====== GIVEN RECORDS ======

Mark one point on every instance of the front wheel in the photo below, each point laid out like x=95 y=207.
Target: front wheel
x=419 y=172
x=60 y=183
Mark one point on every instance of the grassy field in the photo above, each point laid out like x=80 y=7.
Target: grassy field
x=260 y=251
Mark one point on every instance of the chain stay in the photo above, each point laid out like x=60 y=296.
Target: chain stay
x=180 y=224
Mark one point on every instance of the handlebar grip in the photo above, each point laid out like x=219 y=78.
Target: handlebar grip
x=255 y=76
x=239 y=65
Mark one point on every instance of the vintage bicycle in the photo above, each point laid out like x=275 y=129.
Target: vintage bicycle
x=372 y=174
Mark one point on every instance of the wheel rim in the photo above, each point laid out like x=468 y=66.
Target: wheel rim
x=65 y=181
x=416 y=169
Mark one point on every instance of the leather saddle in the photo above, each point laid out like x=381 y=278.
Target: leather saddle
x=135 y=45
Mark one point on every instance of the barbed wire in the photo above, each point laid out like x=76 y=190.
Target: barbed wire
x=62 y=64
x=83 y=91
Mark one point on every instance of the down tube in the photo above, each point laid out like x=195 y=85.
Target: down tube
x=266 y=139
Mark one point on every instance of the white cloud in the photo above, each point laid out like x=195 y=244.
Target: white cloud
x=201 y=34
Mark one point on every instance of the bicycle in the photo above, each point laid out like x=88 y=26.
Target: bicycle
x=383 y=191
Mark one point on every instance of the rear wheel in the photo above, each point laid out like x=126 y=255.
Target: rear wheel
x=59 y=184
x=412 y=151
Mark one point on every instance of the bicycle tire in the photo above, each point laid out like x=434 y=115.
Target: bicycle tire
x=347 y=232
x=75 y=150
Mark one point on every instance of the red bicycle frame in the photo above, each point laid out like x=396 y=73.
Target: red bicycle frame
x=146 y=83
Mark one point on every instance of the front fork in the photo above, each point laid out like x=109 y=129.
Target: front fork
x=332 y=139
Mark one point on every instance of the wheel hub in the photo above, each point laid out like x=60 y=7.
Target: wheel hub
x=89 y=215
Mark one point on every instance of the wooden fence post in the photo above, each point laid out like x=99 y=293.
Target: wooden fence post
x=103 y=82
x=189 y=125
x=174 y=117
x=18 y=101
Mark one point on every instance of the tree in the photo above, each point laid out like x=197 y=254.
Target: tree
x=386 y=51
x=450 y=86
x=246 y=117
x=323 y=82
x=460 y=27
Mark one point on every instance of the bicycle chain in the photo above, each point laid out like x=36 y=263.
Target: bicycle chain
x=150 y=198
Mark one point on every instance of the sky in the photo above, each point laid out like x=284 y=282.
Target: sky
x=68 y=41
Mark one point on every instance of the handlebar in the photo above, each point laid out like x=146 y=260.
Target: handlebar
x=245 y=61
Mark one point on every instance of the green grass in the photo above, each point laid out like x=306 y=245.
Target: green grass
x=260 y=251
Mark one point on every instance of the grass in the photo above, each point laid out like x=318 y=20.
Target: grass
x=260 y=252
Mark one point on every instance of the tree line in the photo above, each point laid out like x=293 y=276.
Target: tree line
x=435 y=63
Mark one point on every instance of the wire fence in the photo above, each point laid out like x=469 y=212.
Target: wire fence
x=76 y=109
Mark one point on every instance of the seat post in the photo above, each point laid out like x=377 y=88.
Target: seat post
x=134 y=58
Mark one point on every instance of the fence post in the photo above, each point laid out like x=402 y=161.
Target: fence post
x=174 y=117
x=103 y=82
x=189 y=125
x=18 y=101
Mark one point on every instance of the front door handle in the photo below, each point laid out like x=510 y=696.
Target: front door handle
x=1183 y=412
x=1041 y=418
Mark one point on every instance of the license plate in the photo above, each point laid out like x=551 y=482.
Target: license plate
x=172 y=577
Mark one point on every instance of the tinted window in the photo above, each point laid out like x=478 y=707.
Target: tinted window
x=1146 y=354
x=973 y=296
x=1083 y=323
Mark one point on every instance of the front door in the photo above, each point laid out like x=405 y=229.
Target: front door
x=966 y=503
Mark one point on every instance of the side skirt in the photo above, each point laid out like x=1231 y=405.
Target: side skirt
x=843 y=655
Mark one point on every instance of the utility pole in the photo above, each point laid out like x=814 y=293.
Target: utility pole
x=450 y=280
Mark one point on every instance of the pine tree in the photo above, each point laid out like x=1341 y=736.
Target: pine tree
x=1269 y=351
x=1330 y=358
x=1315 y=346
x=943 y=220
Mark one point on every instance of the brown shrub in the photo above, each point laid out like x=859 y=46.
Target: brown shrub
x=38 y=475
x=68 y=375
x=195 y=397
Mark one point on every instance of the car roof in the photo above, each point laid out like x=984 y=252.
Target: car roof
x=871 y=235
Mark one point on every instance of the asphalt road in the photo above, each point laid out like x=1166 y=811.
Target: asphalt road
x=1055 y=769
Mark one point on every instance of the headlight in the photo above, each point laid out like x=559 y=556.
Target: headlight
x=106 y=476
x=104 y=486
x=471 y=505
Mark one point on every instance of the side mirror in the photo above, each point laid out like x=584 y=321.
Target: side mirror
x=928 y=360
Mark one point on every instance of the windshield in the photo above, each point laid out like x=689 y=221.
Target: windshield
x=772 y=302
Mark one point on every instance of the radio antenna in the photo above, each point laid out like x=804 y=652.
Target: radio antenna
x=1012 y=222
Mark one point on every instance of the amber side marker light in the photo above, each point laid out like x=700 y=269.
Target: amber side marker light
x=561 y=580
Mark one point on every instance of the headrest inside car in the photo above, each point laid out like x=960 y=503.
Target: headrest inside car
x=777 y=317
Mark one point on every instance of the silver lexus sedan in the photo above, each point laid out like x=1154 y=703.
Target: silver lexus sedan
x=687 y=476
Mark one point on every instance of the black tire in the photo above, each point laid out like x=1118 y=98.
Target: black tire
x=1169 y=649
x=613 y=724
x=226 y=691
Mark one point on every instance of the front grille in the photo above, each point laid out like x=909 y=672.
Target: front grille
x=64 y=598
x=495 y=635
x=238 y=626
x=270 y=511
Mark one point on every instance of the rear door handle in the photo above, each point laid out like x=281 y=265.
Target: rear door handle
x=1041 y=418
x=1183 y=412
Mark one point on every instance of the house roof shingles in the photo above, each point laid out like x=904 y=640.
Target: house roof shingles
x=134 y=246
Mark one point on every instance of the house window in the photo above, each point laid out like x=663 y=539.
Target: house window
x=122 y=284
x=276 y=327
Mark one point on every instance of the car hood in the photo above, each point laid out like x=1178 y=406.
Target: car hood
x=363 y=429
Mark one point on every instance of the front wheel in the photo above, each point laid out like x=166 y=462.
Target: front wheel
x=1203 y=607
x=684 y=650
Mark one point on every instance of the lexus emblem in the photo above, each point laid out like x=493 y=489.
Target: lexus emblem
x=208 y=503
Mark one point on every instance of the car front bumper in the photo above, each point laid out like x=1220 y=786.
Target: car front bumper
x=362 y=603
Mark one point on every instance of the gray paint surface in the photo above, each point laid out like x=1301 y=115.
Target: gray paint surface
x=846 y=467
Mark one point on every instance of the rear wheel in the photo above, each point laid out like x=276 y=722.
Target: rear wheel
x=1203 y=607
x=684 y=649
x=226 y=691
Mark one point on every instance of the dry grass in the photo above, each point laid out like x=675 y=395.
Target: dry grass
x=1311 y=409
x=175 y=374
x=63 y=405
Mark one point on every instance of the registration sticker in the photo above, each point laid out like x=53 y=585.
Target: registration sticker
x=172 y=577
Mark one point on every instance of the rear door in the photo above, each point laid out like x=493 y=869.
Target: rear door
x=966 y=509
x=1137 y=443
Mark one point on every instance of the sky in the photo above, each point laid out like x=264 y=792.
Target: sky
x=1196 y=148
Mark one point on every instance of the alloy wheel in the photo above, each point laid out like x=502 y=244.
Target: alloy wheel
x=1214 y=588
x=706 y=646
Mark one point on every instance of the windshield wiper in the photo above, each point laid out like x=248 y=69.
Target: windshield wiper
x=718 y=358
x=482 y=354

======

TASK TO CARRY OUT → Rewrite the lines of the entries as a Markdown table with the columns "Row" and "Line," starting at the line with "like x=276 y=722." and running through the last line of the entries, both ends included. Number each row and leave out any blank lines.

FINISHED EXERCISE →
| Row | Line |
|---|---|
| 1 | Mark one point on every instance of the rear wheel in the photo above, each point laid out like x=276 y=722. |
| 2 | Target: rear wheel |
| 3 | x=1203 y=607 |
| 4 | x=684 y=649 |
| 5 | x=226 y=691 |
| 6 | Mark one point on every instance of the dry grass in the photo above, each point laid out like x=675 y=395. |
| 7 | Target: dry grass |
| 8 | x=1311 y=409 |
| 9 | x=175 y=374 |
| 10 | x=63 y=405 |
| 11 | Mark one point on every instance of the registration sticker in the photo above, each point laid out like x=53 y=585. |
| 12 | Target: registration sticker |
| 13 | x=172 y=577 |
| 14 | Mark one point on every instance of the rear door in the photo above, each point laid out like x=493 y=869. |
| 15 | Target: rear door |
| 16 | x=966 y=509 |
| 17 | x=1137 y=443 |
| 18 | Mark one point on every instance of the sky in the photo above, each point laid out like x=264 y=792. |
| 19 | Target: sky |
| 20 | x=1196 y=148 |
| 21 | Mark one point on every instance of the alloy wheel in the photo above, each point laid out like x=502 y=244. |
| 22 | Target: alloy wheel |
| 23 | x=1214 y=588 |
| 24 | x=706 y=646 |
| 25 | Mark one point on every instance of the windshield wiper in the photo above, each point laid out like x=248 y=69. |
| 26 | Target: windshield wiper |
| 27 | x=718 y=358 |
| 28 | x=482 y=354 |